(Excerpts from a pointing dataset):
╭──

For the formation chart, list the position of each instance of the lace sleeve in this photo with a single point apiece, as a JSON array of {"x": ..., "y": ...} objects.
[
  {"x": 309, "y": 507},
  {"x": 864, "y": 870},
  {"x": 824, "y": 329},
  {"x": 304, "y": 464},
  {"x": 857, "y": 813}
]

╰──

(Aim):
Write out the listing above line for line, with no changes.

(Solved problem):
For the formation chart, list the position of each instance of the lace sleeve in this photo with a single point apiece, as a JSON array of {"x": ..., "y": ...} objects.
[
  {"x": 309, "y": 507},
  {"x": 864, "y": 870},
  {"x": 824, "y": 329},
  {"x": 304, "y": 464},
  {"x": 857, "y": 813}
]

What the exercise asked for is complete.